## Problem to work on
Nothing in the listing may be skipped; repeat it all exactly.

## Excerpted records
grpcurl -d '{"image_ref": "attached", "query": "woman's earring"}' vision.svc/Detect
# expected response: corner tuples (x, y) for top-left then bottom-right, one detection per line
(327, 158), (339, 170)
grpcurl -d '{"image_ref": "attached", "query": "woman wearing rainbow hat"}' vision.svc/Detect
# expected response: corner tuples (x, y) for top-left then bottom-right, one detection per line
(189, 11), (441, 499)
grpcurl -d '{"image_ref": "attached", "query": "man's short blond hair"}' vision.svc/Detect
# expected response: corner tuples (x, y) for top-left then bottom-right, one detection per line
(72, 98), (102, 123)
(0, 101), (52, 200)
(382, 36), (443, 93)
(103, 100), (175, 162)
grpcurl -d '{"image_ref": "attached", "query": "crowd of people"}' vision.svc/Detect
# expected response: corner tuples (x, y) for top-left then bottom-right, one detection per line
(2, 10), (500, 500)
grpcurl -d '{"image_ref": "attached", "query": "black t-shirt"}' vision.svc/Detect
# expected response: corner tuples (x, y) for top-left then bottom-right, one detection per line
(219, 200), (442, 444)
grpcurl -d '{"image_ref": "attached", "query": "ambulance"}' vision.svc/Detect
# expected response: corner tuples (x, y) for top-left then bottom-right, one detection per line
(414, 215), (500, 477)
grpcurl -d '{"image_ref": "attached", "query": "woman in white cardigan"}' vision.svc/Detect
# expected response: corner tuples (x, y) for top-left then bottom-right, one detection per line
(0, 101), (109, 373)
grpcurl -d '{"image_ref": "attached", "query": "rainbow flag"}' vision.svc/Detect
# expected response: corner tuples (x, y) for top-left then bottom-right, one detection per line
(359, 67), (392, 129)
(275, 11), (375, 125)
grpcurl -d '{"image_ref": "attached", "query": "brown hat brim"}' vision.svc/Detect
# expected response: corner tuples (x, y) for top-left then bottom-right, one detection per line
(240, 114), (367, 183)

## Written reply
grpcurl -d '{"image_ref": "attached", "query": "woman's earring"}' vision.svc/Detect
# expected response: corner tuples (x, y) for top-left then bottom-right, one detection per line
(327, 158), (339, 170)
grpcurl -d '{"image_ref": "attached", "query": "woman wearing rainbow hat"}' vision.svc/Detect
# expected response: corner tuples (x, y) for top-left then bottom-right, one detection per line
(189, 11), (441, 499)
grpcurl -d '{"image_ref": "attached", "query": "man's short blond hair"}' vision.svc/Detect
# expected response: corner tuples (x, y) for top-left then bottom-right, one detection per line
(72, 98), (102, 123)
(0, 101), (52, 200)
(382, 36), (443, 93)
(103, 100), (175, 162)
grpcurl -d '{"image_ref": "attached", "query": "crowd of people"}' vision.svc/Detect
# expected response: corner tuples (x, y) for top-left then bottom-right, one detection per line
(2, 10), (500, 500)
grpcurl -d '{"image_ref": "attached", "query": "black t-shirt"}' vision.svc/Detect
# expected response: corner tuples (x, y) for top-left then bottom-right, one detection per line
(219, 200), (442, 444)
grpcurl -d '{"image_ref": "attached", "query": "ambulance"}' vision.svc/Detect
# expected response: corner tuples (x, y) for top-left then bottom-right, one detection per line
(414, 215), (500, 477)
grpcurl -d '{"image_ref": "attached", "query": "woman in white cardigan"}' vision.svc/Detect
# expected response: corner tuples (x, y) for top-left then bottom-right, one detection per line
(0, 101), (109, 373)
grpcurl -d '{"image_ref": "attached", "query": "rainbow flag"}' vision.svc/Detect
# expected response: corner tuples (x, y) for top-left then bottom-right, one detection per line
(359, 67), (392, 129)
(275, 11), (375, 125)
grpcurl -d '{"image_ref": "attached", "query": "brown hat brim"}' vision.svc/Detect
# expected response: corner tuples (x, y) for top-left then bottom-right, one detection per line
(240, 114), (367, 183)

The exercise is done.